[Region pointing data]
*** Block opens ***
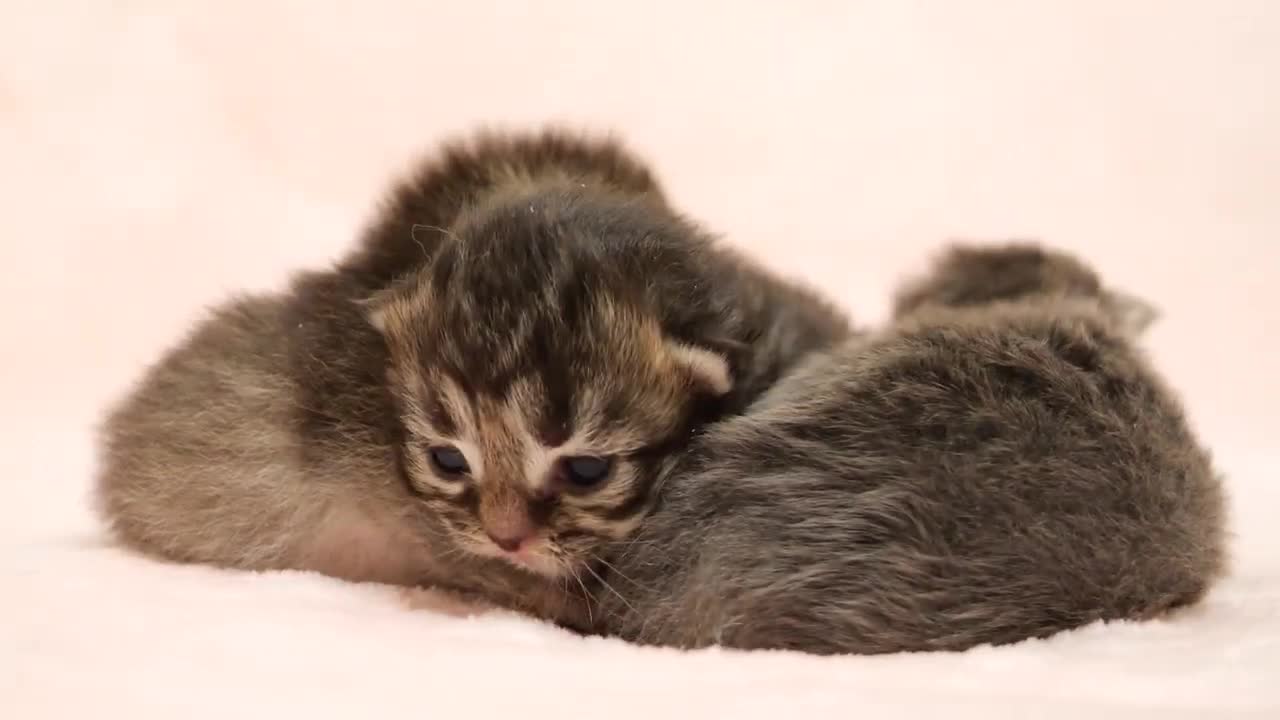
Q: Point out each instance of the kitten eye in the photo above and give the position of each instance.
(586, 472)
(449, 460)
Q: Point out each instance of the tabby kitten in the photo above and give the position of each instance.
(476, 397)
(981, 472)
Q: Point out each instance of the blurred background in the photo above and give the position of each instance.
(156, 156)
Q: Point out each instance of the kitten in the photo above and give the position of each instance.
(979, 473)
(475, 397)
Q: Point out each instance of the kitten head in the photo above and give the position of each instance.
(557, 347)
(972, 276)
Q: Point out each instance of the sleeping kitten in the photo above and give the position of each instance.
(979, 473)
(476, 397)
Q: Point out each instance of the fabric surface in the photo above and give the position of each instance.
(159, 155)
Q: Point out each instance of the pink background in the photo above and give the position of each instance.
(158, 156)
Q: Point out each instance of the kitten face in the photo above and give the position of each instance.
(540, 378)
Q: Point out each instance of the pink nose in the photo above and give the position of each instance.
(510, 543)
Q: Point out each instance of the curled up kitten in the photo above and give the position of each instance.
(978, 473)
(476, 397)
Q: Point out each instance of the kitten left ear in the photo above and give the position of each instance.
(376, 309)
(1132, 313)
(708, 369)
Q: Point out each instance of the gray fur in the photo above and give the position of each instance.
(979, 473)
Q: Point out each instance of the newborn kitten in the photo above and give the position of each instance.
(974, 474)
(474, 399)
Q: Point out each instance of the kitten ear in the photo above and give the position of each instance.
(375, 310)
(1130, 313)
(708, 369)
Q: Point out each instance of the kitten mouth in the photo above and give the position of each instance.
(535, 557)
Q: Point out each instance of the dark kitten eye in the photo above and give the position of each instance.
(449, 460)
(585, 472)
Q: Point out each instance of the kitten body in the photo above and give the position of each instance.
(977, 473)
(968, 478)
(507, 277)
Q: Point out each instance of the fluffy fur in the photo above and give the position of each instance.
(981, 473)
(519, 299)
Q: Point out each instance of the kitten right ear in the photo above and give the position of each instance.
(708, 369)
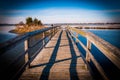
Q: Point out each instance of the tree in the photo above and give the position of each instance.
(35, 22)
(39, 22)
(29, 21)
(21, 23)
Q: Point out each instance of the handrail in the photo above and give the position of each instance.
(26, 39)
(110, 51)
(18, 38)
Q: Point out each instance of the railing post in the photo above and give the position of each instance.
(29, 55)
(76, 39)
(89, 47)
(43, 34)
(26, 55)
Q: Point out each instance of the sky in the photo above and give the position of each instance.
(60, 11)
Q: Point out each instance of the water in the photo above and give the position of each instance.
(4, 33)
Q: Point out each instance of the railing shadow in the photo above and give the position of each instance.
(46, 70)
(73, 72)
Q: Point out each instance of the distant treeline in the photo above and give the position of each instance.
(68, 24)
(7, 24)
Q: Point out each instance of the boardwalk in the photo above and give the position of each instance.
(59, 60)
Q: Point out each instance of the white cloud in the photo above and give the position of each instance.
(54, 15)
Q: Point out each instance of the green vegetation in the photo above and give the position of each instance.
(30, 25)
(31, 22)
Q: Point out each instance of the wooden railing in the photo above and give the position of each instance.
(18, 52)
(110, 51)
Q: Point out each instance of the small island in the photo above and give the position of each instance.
(29, 26)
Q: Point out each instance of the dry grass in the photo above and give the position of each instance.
(25, 29)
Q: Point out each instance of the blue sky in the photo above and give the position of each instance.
(60, 11)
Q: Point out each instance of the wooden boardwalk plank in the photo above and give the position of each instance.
(59, 60)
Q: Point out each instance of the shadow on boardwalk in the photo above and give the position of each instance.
(46, 71)
(73, 72)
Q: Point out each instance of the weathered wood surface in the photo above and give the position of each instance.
(59, 60)
(110, 51)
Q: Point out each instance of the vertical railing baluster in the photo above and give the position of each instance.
(87, 53)
(29, 55)
(43, 39)
(26, 55)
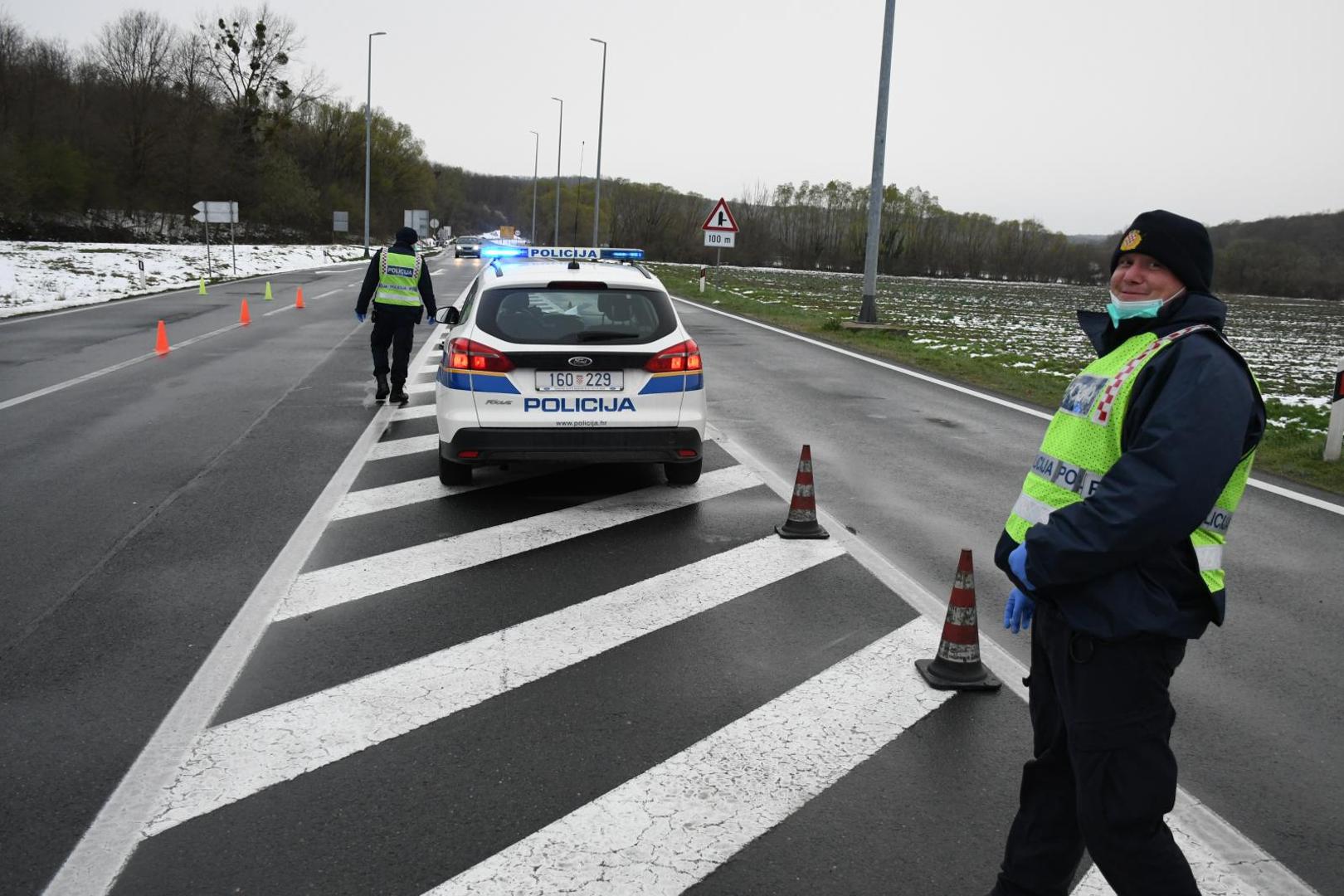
*** Block closes ***
Work to complete –
Type out the data above again exactly as written, minus the images.

Response –
Q: Point out each instance of the kitten eye in the photo above and give the position of each instance.
(586, 472)
(449, 460)
Q: Point out each instance of the tabby kitten in the photo above and give the position of each instance.
(476, 397)
(981, 472)
Q: Point out each instance of the blurred background in the photo above and give the position of each instance.
(156, 156)
Q: Point out each instance of the kitten in the photo above and give the position of each instance.
(979, 473)
(475, 397)
Q: Point out each instance of the kitten head in the photo above and give the position of each instance.
(557, 347)
(972, 276)
Q: Point out each instance of the sleeping kitten in the photo above and give the position of each instance.
(979, 473)
(476, 397)
Q: Point out each instance of the fabric surface in the photo above and give the position of each instance.
(159, 155)
Q: Point out each instance of the pink background in the photo above and give the position of each instance.
(158, 156)
Q: Point out each instance of the kitten face in the photo above and give the position of each instance.
(540, 378)
Q: Point out each instance of the pink nose in the photo above and give the position of each instance.
(510, 543)
Q: Point out each instance of the curled up kitten in the photo above and give the position of each instance.
(978, 473)
(476, 397)
Q: Point out each instance of the kitten left ear in the photo above and give the position of each instance.
(376, 309)
(1132, 313)
(708, 369)
Q: Point out each instance of the gray fur in the photo above and give the position of each instance.
(979, 473)
Q: Point out each instance of the newborn kitten in the photo above and give the position of each instance.
(974, 474)
(474, 399)
Q: Point out each instance of the kitten ear in the photo above and give the position of each instance.
(375, 310)
(1130, 313)
(708, 369)
Q: Point out each instance of the kitten mouth in the photo above and give the position of each instance.
(535, 557)
Q: Point out each instance of the dark kitten eye in the photo above and give the position of each instance.
(449, 460)
(585, 472)
Q: Point out each instance of the kitten body in the photo above and give the position of each instance.
(977, 473)
(968, 478)
(507, 277)
Q: Point out each instance of the fluffy fur in the photo above and give the position of each instance.
(981, 473)
(519, 299)
Q: Point out each instance of the kitten right ear in the photo above and give the position of each instance.
(708, 369)
Q: Point out each instance of the tree in the photo above and give the position of each instance.
(35, 22)
(39, 22)
(29, 21)
(21, 23)
Q: Point out each instance of the handrail in the photo above and give the position of each instance.
(26, 39)
(110, 51)
(18, 38)
Q: Point out each instance of the railing post in the photo above and give the position of each instance.
(29, 55)
(76, 39)
(89, 47)
(43, 34)
(26, 55)
Q: Point out each instance of the sky in the photo above and give the position of each instance.
(60, 11)
Q: Point out each instance of the water in the photo above and give the position of each instance.
(4, 33)
Q: Point out each instance of the railing shadow in the photo above and give the position of each instance.
(46, 70)
(73, 72)
Q: Point out each instance of the distant treeline in the photo above and give the position of each instance.
(68, 24)
(7, 24)
Q: Point out each instance of the boardwalk in the photo above and give the position of each instance.
(59, 60)
Q: Point out each instance of the white cloud in the photo above and give the position of each instance.
(54, 15)
Q: Point out each instance of the green vegetation in the photo above and give the position of each instance.
(30, 25)
(31, 22)
Q: Point out each instance of the wooden railing in the photo above and give the position of each instance.
(18, 52)
(110, 51)
Q: Point out each instance of the small island in the photo above and give the position of each instance.
(29, 26)
Q: Point out each instance of the dry grass in the photo above and give the position of each instance.
(25, 29)
Q: Point out each instance of the blue sky in the photo above and give the position of each instance.
(60, 11)
Q: Point out each instance of the wooden boardwalk plank in the photo above and give the position of each instance.
(59, 60)
Q: Point out each instance of the shadow on boardwalk in the photo above and give the position of each instance.
(46, 71)
(73, 72)
Q: Point out each instance of the weathered wood surface in the photo above and give the position of each instance.
(59, 60)
(110, 51)
Q: Point out each instance of the vertical railing baluster in the photo above and give the position of each instance.
(87, 53)
(29, 55)
(43, 39)
(26, 55)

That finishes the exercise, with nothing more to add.